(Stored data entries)
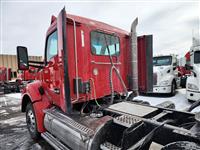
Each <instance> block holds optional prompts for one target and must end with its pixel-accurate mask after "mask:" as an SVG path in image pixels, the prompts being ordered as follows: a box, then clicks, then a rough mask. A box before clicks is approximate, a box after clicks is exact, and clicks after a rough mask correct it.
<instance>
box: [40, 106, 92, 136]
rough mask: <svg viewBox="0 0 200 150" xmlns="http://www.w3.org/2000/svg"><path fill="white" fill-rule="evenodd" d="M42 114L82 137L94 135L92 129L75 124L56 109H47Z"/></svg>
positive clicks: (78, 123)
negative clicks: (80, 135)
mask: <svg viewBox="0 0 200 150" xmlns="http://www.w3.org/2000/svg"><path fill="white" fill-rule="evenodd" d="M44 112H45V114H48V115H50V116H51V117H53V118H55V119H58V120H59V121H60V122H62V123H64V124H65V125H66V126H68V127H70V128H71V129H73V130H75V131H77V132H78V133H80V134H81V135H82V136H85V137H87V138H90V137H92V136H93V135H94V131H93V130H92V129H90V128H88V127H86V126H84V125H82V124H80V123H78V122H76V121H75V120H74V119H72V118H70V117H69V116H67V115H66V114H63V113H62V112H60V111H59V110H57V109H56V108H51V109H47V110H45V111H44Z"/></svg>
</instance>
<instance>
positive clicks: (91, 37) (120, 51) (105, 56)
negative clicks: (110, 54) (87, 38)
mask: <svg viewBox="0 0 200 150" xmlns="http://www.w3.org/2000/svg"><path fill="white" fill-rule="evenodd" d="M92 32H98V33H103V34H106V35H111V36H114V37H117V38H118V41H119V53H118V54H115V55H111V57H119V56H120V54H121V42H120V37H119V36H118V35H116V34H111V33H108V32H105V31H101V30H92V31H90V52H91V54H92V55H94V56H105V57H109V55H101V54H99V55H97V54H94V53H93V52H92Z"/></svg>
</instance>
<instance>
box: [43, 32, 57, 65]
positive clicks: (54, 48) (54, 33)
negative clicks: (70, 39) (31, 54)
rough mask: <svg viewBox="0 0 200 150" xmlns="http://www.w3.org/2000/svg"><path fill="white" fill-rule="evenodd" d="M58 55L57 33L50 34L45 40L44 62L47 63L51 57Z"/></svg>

==

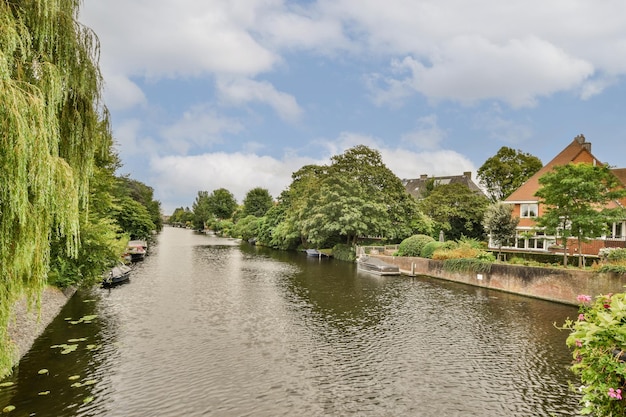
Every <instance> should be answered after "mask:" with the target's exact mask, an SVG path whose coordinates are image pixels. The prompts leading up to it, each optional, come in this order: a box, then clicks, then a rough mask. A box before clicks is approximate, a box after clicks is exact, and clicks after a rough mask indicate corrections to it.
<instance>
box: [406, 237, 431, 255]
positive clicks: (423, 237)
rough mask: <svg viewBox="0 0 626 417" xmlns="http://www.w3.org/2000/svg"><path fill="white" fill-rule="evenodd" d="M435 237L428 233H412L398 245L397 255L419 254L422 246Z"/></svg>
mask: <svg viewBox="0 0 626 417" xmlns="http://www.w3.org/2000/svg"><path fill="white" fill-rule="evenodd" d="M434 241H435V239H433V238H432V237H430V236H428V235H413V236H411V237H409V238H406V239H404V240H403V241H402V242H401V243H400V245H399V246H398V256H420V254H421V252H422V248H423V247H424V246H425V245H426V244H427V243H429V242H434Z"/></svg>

==

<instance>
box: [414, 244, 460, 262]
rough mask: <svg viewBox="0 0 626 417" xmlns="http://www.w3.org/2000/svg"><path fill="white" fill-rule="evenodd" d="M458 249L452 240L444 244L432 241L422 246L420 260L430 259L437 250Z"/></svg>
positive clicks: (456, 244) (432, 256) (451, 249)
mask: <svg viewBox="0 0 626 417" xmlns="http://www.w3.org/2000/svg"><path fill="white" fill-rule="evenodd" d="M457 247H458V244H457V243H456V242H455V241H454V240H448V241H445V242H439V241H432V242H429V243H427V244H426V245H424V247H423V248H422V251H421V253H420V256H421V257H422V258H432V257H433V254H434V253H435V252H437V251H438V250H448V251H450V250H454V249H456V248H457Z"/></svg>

◆ Your objective
Which lines in the data above hold the string "then"? Return each of them.

◆ Exercise result
Each <instance> block holds optional prompts for one target and must end with its pixel-accurate mask after "mask:" as an SVG path in image pixels, the prompts being ordered as follows: a box, then clicks, then a rough mask. A box before clicks is approximate, a box after clicks is exact, and clicks after a rough mask correct it.
Every <instance> should be answered after "mask:" with the target's exact mask, an SVG path whose coordinates are image pixels. The prompts leading up to it, each optional, come in this order: a box, then clicks, then a rough mask. A box before clicks is approximate, a box after clicks is exact, and clicks after a rough mask indicate corrections to it.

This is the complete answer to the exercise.